__WRITTEN PROBLEM A__.
Transcribe the records from their very first line through the line containing "<point>213,161</point>", including both ends, and leave the pictures out of your answer.

__SOURCE PASSAGE__.

# Can I freeze smoked Ribs and how long can they last?



## tempnexus (Jul 7, 2019)

I smoked 3 racks of Pork Ribs and I want to freeze the 2 by placing them in a ziplock bag and sticking them into a freezer.  

Can they last a week?


----------



## bdskelly (Jul 7, 2019)

They will last a week.  I freeze my Q all the time but did invest in a vacuum sealer.


----------



## jcam222 (Jul 7, 2019)

Frozen I am sure they will last far longer than a week. Do you have a vacuum sealer? That would be your best bet.


----------



## tempnexus (Jul 7, 2019)

bdskelly said:


> They will last a week.  I freeze my Q all the time but did invest in a vacuum sealer.


yeah I should...the last one I had broke...so yeah I need it


----------



## smokerjim (Jul 7, 2019)

I use ziploc's a lot I had them in the freezer for a couple month's and they were fine


----------



## siege (Jul 7, 2019)

I use a vac sealer, but before I had one, it was zip lock bags and a soda straw. I bagged small quantities in quart bags for snacks or a quick lunch. Smoked in the fall, good all winter. Smoked foods tend to last well, add a bit of water or apple juice, steam briefly and enjoy.


----------



## mikedaub (Jul 30, 2019)

I know I am late to this party with a reply, but get yourself a vac sealer and you will be all set.  

Because I hate cleaning my grates, when I smoke, its a full weekends (2 days) worth of smoking..  Usually a couple pork shoulders, some brisket, wings, chicken breasts, ribs, etc etc.  Once its cooked, I break it all down, measure out servings for my wife and I (usually about 12oz is the right spot), vac seal individual meals, label and throw in the freezer.  When its time to eat, pull it out the night before, put in the fridge and by the time we get home from work, its thawed and ready to heat to eat.  The package I opened last night was from April, and you wouldn't be able to tell the difference between fresh and it.


----------



## altex (Jul 30, 2019)

mikedaub said:


> I know I am late to this party with a reply, but get yourself a vac sealer and you will be all set.
> 
> Because I hate cleaning my grates, when I smoke, its a full weekends (2 days) worth of smoking..  Usually a couple pork shoulders, some brisket, wings, chicken breasts, ribs, etc etc.  Once its cooked, I break it all down, measure out servings for my wife and I (usually about 12oz is the right spot), vac seal individual meals, label and throw in the freezer.  When its time to eat, pull it out the night before, put in the fridge and by the time we get home from work, its thawed and ready to heat to eat.  The package I opened last night was from April, and you wouldn't be able to tell the difference between fresh and it.


----------



## altex (Jul 30, 2019)

How do you reheat it ?


----------



## zwiller (Jul 30, 2019)

So you actually think TGI Fridays and Chili's smokes their ribs to order?  

Add me to freezing works well camp.  For ribs, thaw and sear then sauce on hot grill.  Ribs must be grilled here.


----------



## mikedaub (Jul 30, 2019)

altex said:


> How do you reheat it ?


For most things, I just reheat in my toaster oven.  The flavor is already there, it just needs temp to get it to preference.  And if you are concerned about it drying out at all when reheating, I just add a little sauce (bbq- hot sauce, etc) to it and all is good.

__ENTRIES__.
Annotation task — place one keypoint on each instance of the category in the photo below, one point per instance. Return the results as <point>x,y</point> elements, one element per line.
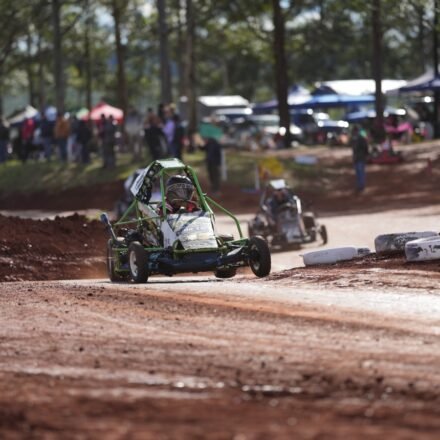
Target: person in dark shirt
<point>4,140</point>
<point>359,147</point>
<point>179,195</point>
<point>213,161</point>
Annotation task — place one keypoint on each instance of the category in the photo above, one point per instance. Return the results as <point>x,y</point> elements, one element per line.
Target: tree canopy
<point>233,45</point>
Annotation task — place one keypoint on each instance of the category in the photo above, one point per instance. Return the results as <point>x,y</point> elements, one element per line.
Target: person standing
<point>27,138</point>
<point>359,147</point>
<point>178,138</point>
<point>46,130</point>
<point>62,132</point>
<point>109,141</point>
<point>155,138</point>
<point>4,140</point>
<point>213,163</point>
<point>83,138</point>
<point>169,129</point>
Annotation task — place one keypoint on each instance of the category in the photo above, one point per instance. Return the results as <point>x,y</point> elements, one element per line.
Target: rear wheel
<point>111,266</point>
<point>228,272</point>
<point>323,234</point>
<point>138,262</point>
<point>259,256</point>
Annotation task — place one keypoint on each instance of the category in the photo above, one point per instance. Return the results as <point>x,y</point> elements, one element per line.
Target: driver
<point>179,195</point>
<point>278,198</point>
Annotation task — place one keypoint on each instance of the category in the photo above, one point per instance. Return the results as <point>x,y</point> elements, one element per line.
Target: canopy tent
<point>21,115</point>
<point>356,86</point>
<point>105,109</point>
<point>296,96</point>
<point>335,100</point>
<point>51,113</point>
<point>318,101</point>
<point>82,113</point>
<point>426,82</point>
<point>371,114</point>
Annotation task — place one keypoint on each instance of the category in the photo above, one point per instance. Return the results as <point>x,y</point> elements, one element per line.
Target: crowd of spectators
<point>69,139</point>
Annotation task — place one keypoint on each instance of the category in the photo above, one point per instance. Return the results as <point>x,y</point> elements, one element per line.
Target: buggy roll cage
<point>142,191</point>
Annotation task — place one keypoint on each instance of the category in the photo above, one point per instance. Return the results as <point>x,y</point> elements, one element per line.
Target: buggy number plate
<point>194,230</point>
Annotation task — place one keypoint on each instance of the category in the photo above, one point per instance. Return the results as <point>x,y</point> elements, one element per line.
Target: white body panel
<point>423,249</point>
<point>334,255</point>
<point>396,242</point>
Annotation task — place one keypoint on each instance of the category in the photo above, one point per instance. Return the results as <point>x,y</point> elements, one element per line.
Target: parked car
<point>318,128</point>
<point>263,131</point>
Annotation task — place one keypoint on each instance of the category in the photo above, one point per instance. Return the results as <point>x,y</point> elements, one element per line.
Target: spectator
<point>83,138</point>
<point>155,138</point>
<point>4,140</point>
<point>109,141</point>
<point>161,112</point>
<point>62,132</point>
<point>169,129</point>
<point>178,138</point>
<point>27,137</point>
<point>213,162</point>
<point>46,133</point>
<point>73,152</point>
<point>359,146</point>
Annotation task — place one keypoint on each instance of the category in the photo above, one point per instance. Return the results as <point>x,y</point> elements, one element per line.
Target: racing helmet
<point>179,189</point>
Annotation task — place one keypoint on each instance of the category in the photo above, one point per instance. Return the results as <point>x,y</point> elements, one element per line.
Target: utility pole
<point>281,79</point>
<point>377,60</point>
<point>165,75</point>
<point>58,55</point>
<point>435,61</point>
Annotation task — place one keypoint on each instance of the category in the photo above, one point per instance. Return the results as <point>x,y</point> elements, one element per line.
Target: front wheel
<point>259,256</point>
<point>111,266</point>
<point>228,272</point>
<point>138,262</point>
<point>323,234</point>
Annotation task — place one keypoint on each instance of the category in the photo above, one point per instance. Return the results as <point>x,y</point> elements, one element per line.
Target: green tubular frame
<point>204,199</point>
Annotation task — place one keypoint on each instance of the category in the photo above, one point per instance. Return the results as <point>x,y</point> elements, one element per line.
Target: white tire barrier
<point>423,249</point>
<point>334,255</point>
<point>393,243</point>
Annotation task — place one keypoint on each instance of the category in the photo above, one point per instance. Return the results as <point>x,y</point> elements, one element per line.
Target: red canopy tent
<point>105,109</point>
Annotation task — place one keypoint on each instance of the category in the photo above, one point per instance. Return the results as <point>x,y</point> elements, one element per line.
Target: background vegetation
<point>72,53</point>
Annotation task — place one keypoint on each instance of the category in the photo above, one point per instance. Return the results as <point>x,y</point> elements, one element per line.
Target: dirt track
<point>95,360</point>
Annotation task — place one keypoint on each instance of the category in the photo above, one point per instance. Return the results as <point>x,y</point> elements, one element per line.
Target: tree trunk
<point>87,56</point>
<point>181,49</point>
<point>41,82</point>
<point>421,43</point>
<point>435,62</point>
<point>29,72</point>
<point>165,76</point>
<point>58,55</point>
<point>377,60</point>
<point>120,55</point>
<point>190,82</point>
<point>282,84</point>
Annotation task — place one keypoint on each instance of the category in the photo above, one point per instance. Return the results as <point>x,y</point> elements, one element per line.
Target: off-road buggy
<point>149,239</point>
<point>282,221</point>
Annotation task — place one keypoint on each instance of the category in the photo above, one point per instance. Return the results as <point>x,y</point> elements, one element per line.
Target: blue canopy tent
<point>424,83</point>
<point>297,95</point>
<point>335,100</point>
<point>327,100</point>
<point>359,116</point>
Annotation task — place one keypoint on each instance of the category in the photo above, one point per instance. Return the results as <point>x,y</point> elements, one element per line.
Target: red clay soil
<point>63,248</point>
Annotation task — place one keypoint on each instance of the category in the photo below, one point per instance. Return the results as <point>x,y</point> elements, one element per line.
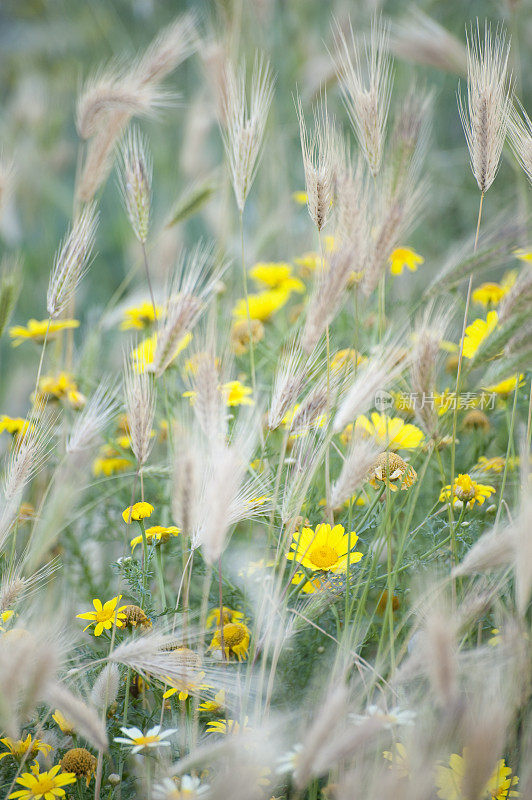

__WRITTEN PROBLEM B__.
Quote word for word the part of the forum thread on freezing smoked ribs that opens with the words "## siege (Jul" and closes with "briefly and enjoy.".

__EXPECTED OUTPUT A__.
Annotation task — place one keypoint on each instance of the category in the photo below, one point per instance. Return the results as <point>x,y</point> elements, one element per line.
Target: person in dark shirt
<point>4,140</point>
<point>359,147</point>
<point>179,195</point>
<point>213,161</point>

__EXPECTED OUTPUT B__.
## siege (Jul 7, 2019)

I use a vac sealer, but before I had one, it was zip lock bags and a soda straw. I bagged small quantities in quart bags for snacks or a quick lunch. Smoked in the fall, good all winter. Smoked foods tend to last well, add a bit of water or apple juice, steam briefly and enjoy.